> [Things to do]:
[a] In the college football column, by what score did UCLA win its game, and at what venue?
[b] Extend the college football column beyond its last paragraph, keeping the author's voice.

> [Quoted passage]:
== == ==

Sunday's Takeaways: Welcome The Return Of College Football

On3 imageby:Marc Kulkin08/29/21

This internal alarm clock of mine has an uncanny sense of knowing when to unleash itself on important days. 

The first College football Saturday of 2021 arrived right on time, and at 5:30 AM, I’m wide awake, giving myself plenty of time to enjoy a cup of coffee before ESPN’s 3-hour Game Day Show marathon kicks off. Oh, and USC doesn’t even play till next week!  

Week 0, with or without a USC game, allows my quirky stream of consciousness a chance to get a full day’s workout as I slide comfortably into the couch with the laptop, waiting for the day’s games to start.

Hey, look! Welcome home, Lee Corso!  

Last year watching Lee Corso’s shtick on ZOOM was like watching college football filled with empty stadiums and pumped-in crowd noise. It didn’t look right. It did not feel right. And it sure as hell did not sound right. 

Watching the Wazzu flag waving in the background where ever Game Day sets up isn’t a meme anymore; it’s a tradition. College football was built on tradition. The band. The fans hanging out tailgates watching the early games. Even traditions as benign as kicking a flag pole before leaving campus. All of that was gone last year. All of that is welcomed back in 2021.

“Faith, Family, Football.” Good-bye, Bobby Bowden. The world and college football lost one of the good ones recently.  

One of the last vestiges of the current college landscape as we know it is no longer with us. But “dadgummit,” Bowden’s legacy and the culture he built will live on; because life goes on. 

And so does the return of the game that was yanked away from too many more than a year ago. Yes, the games were played in 2020. Well, some of them. And the 2020 college football story ended with another national championship for Alabama’s storied program.

Speaking of stories, Kirk Herbstreit said, “UCLA will be a story” in 2021. Kirk, what kind of story?  

Chip Kelly now has a 1-6 record as the UCLA head coach playing out of conference games following the Bruins 44-10 win over Hawai at the Rose Bowl in front of an alleged crowd of 32,000 fans. Imagine the story from Kirk and ESPN if Clay Helton had that same record after six OOC games with only 30K fans inside a smaller Memorial Coliseum.

The last time I gave two thoughts to anything regarding Illinois football was the weeks leading up to the 2008 Rose Bowl game between the Trojans and the Fighting Illini. But on Saturday, I was reclining on the couch like Julius Caesar and staring at the TV while they played the Nebraska Cornhuskers, with Markese Stepp starring at running back.  

You remember Stepp; He plays in a “gritty” offense now and is 3rd on the Husker’s depth chart. Behind two freshmen.

So it must have seemed ironic that Stepp’s first touch of the game produced a 15-yard pickup on one of those “flamboyant” passing wheel routes. The gritty happened soon after when he scored a TD, the Nebraska Way, pounding it in for a 2-yard TD.

== == ==

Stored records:
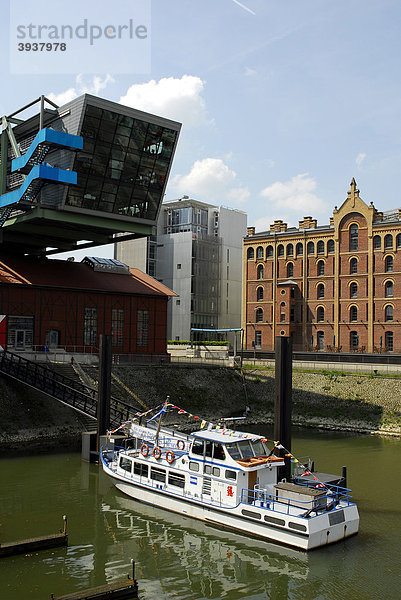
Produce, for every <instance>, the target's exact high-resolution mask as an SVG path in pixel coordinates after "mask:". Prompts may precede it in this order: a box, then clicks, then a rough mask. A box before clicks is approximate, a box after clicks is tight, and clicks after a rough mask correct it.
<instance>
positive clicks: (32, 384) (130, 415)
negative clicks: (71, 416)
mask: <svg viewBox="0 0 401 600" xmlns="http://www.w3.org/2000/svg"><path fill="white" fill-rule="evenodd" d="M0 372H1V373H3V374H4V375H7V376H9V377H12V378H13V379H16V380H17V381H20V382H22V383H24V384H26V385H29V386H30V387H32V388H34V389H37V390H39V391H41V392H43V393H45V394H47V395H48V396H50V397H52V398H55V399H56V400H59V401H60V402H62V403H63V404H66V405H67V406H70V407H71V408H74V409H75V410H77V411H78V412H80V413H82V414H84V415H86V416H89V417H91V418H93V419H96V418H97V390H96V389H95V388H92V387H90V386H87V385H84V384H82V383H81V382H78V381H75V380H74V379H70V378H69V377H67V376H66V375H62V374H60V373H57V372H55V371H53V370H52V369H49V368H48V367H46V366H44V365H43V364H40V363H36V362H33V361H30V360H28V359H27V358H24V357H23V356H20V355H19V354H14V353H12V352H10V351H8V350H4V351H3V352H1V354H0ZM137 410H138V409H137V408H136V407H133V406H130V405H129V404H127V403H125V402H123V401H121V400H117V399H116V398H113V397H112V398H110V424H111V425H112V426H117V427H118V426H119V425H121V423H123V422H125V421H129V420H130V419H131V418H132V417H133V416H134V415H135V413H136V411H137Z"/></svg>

== == ==

> [Exercise results]:
[a] UCLA won 44-10 at the Rose Bowl.

[b]
But, Markese, let’s focus more on your pass protection and less on USC’s offensive style because accountability is all that matters when your QB is getting killed. Stepp finished the game with 10 yards on three carries. 

Regardless of how gritty the game was played, I was still smiling because the stadium in Champagne, Illinois, was packed! The Illinois and Nebraska fanbases chose to support their favorite teams even when their programs have been worse than USC’s program.  

They say where you lay your head is home. 

Faith. Family. Football. Welcome back, Clay Helton.

So how long will the Trojan Marching Martyrs and Chowder Fans hold out protesting a game they can’t win or influence with the Trojan power brokers? The longer these fans chase their destiny, the stiffer their necks get; meanwhile, the games go on. With or without them.

I mean, wasn’t having a season taken away from you enough to show just how tenuous life and this game can be?

So for those of you in the “my checkbook is locked crowd,” ask yourselves; how many wins in a row will it take you to relent and support the young men by attending a game in 2021? Or is the game plan to white-knuckle the armrests and curse like Holy Helton until that eventual loss happens, thus allowing yourself the chance to exhale and proclaim your superiority?  

USC’s football tradition and history go back a lot further than Nebraska.  Still, the Huskers have put enough skin in the game over the past 50+ years to see their Memorial Stadium sellout even when the fanbase’s patience has worn out with their head coach.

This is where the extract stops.